#### TASK REQUIREMENTS:
Every entry below is to be copied exactly, apart from any picture it holds.
═════ THE DATA ═════
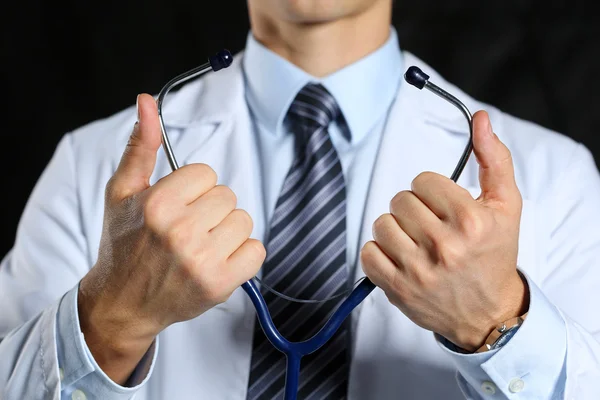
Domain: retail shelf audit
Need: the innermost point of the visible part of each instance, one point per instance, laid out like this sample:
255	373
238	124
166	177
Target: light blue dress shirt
364	92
═════
#### TASK RESPONSE:
Domain: retail shelf audit
Need: the innermost point of the visible part of each instance, one point per instance, laid out like this sample:
255	373
238	124
166	177
Target: light blue dress shirt
364	92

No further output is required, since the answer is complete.